→ What is needed: In the listing between the lines holding "blonde hair with a single marker." and "(178, 1042)", inclusive, substitute "bush" for "green shrub" and give those lines again with nothing else altered.

→ Supplied data:
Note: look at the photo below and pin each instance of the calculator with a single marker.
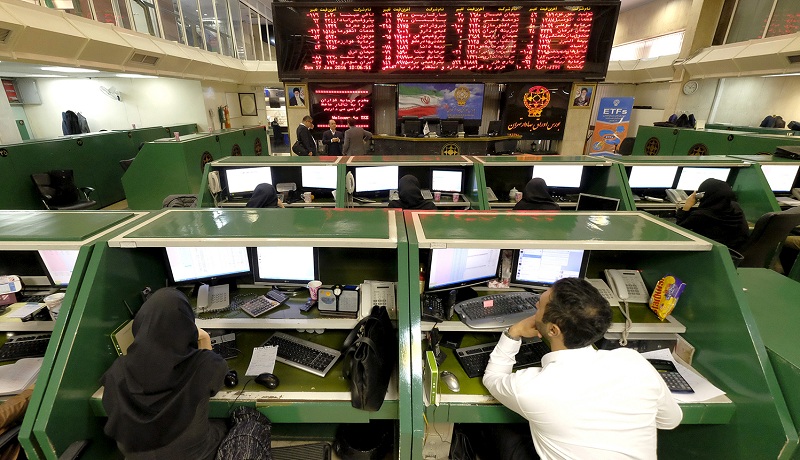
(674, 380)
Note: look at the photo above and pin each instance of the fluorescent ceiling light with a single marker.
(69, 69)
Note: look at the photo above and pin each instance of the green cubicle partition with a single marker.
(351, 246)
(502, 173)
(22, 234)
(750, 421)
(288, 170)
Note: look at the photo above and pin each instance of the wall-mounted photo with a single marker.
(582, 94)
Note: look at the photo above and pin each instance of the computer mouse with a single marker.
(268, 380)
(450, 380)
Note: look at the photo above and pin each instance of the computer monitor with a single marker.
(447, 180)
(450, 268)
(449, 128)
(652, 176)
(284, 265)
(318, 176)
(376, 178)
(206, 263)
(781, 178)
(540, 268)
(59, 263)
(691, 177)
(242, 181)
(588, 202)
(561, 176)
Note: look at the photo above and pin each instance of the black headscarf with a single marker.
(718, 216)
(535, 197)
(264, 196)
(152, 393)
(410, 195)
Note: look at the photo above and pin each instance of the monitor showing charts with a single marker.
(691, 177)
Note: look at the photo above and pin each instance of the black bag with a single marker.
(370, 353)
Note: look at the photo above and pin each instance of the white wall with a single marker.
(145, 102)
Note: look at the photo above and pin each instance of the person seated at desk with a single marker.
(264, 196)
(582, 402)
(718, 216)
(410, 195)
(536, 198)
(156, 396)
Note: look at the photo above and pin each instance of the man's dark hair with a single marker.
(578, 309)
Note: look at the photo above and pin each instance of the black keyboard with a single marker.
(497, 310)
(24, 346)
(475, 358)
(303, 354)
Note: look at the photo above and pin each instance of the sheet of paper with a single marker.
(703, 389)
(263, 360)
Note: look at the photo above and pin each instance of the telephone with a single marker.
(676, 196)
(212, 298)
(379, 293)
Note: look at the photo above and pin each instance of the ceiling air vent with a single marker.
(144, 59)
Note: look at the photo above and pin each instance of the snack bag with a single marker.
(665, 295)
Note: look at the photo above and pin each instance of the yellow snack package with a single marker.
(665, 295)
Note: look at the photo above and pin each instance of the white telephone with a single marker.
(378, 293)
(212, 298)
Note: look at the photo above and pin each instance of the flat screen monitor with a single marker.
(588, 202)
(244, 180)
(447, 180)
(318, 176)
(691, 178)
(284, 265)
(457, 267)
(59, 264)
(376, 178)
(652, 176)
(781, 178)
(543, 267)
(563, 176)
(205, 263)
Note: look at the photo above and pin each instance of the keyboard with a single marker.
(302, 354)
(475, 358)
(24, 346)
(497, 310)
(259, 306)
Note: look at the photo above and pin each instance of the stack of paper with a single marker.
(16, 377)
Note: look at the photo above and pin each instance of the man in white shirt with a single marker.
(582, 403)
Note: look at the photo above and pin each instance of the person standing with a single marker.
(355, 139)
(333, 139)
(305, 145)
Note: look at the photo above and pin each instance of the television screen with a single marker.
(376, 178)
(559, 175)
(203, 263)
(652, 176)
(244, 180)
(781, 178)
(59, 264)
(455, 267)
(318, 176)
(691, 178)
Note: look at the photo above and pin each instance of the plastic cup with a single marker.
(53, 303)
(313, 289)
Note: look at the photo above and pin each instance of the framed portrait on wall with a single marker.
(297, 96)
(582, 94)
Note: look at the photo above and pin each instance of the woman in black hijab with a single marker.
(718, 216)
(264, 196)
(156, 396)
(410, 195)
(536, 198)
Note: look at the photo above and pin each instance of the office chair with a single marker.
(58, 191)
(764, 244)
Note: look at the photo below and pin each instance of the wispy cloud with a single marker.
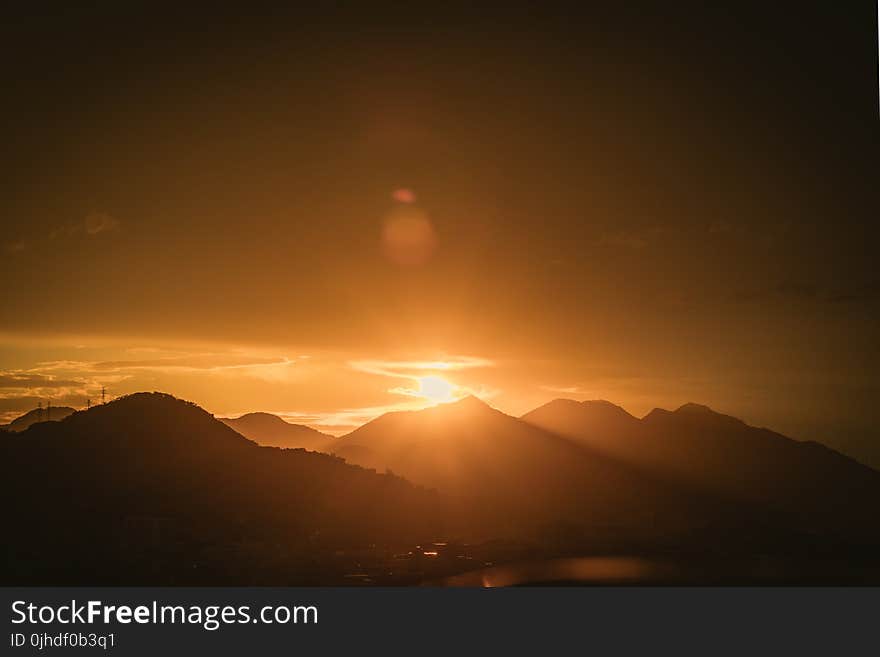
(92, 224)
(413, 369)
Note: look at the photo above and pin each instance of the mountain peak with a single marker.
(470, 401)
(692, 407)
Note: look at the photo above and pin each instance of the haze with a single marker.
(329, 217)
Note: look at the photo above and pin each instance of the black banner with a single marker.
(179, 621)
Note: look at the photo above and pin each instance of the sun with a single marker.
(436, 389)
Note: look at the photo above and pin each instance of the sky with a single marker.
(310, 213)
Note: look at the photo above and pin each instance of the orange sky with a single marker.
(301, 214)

--

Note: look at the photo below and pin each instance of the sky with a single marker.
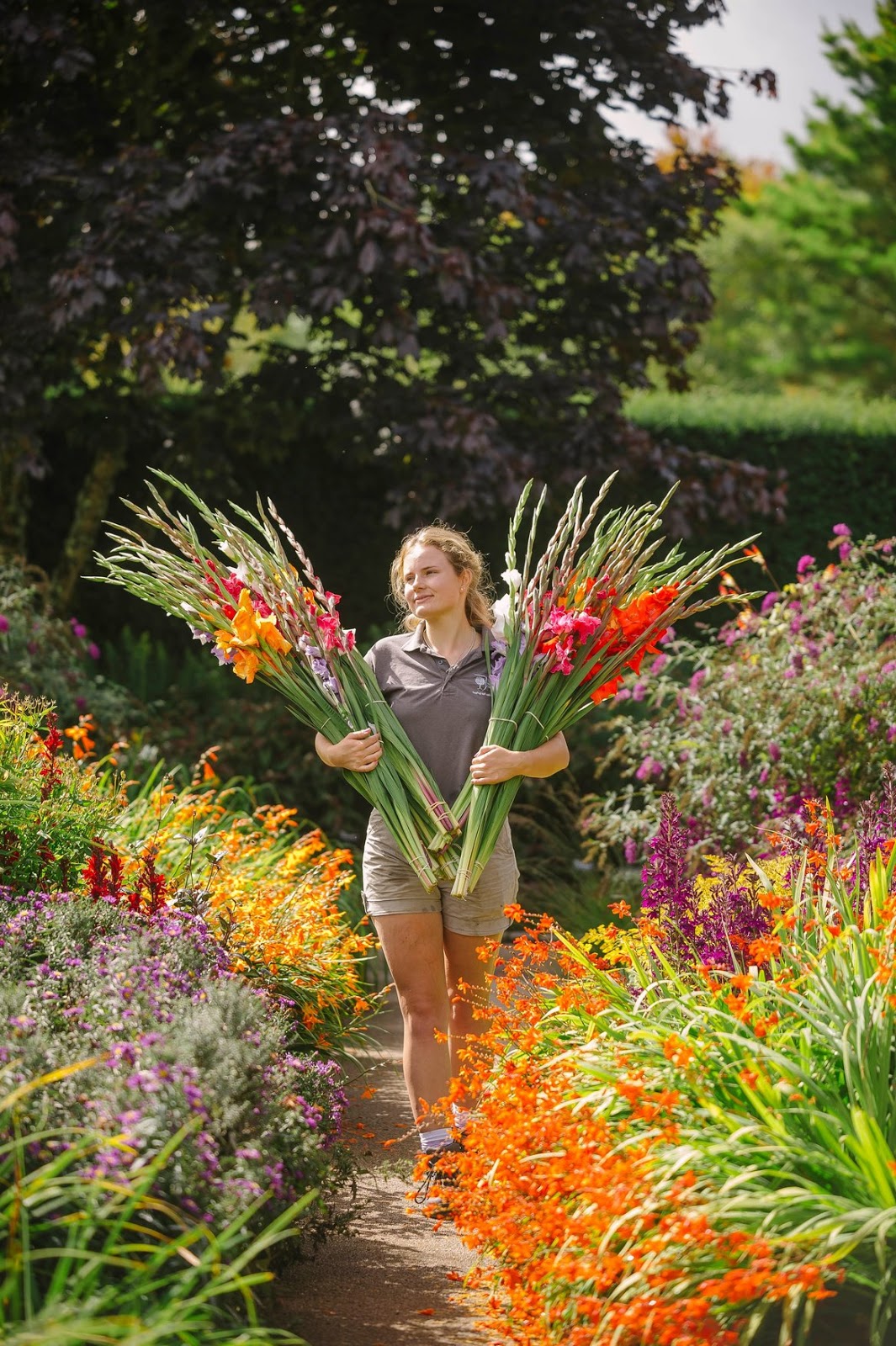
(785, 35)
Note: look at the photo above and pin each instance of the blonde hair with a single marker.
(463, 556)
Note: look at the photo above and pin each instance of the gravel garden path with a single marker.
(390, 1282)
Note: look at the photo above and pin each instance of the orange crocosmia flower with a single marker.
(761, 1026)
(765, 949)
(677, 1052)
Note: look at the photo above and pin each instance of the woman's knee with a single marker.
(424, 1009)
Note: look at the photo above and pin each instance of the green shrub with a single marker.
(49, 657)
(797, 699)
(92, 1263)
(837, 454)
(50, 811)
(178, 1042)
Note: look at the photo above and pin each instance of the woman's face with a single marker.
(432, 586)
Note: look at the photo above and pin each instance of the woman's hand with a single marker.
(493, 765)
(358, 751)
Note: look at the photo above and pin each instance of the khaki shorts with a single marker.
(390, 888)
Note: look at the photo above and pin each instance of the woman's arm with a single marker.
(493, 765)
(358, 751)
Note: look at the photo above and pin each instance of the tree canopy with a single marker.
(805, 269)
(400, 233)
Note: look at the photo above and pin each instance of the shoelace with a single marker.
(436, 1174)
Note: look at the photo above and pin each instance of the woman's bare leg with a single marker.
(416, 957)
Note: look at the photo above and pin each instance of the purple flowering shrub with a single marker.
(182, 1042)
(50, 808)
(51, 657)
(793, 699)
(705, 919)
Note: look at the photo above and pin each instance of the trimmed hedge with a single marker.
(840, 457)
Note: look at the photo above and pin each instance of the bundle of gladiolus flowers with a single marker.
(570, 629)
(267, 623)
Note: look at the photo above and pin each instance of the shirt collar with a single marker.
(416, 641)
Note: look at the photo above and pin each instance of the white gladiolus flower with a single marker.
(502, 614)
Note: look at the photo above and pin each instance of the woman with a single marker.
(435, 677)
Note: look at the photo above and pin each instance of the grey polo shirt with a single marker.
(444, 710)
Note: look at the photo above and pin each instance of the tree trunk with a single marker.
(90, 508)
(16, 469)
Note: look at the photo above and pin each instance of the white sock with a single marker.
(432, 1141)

→ Complete response:
Note: look at the photo above and pin each instance of the blonde hair with a single marker.
(463, 556)
Note: look at the photo above and pin each instance of the gravel garden path with a single marker.
(390, 1282)
Note: look at the photo above and pin each instance of the orange crocosmia flower with a single marker.
(761, 1026)
(765, 949)
(677, 1052)
Note: look at the photo above and pin each instance of the woman's knee with a single marker.
(424, 1009)
Note: look at the photo above and pin each instance of the bush with a single marker.
(49, 657)
(797, 699)
(92, 1263)
(837, 454)
(50, 811)
(178, 1042)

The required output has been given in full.